Work to complete - Find how many lines below mention "instance". Nothing but the number is needed.

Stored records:
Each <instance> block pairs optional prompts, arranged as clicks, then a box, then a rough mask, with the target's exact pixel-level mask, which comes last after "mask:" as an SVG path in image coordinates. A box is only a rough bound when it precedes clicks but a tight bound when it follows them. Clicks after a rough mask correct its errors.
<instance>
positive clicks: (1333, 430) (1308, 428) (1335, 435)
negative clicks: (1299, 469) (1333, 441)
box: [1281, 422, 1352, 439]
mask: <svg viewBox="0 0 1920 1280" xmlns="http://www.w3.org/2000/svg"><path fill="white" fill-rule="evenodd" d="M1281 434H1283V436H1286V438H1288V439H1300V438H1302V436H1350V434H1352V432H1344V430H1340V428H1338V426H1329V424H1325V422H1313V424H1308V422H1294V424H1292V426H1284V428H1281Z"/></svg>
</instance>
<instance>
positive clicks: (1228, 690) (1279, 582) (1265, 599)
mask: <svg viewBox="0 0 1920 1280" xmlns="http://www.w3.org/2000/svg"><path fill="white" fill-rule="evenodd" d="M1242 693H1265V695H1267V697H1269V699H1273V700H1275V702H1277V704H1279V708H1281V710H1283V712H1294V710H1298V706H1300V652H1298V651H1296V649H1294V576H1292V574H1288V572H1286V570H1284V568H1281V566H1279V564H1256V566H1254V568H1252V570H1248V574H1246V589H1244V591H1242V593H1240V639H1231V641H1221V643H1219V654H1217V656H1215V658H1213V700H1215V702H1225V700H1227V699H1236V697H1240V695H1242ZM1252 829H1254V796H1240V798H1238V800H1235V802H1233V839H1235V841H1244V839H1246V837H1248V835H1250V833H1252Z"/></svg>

Exercise result - 4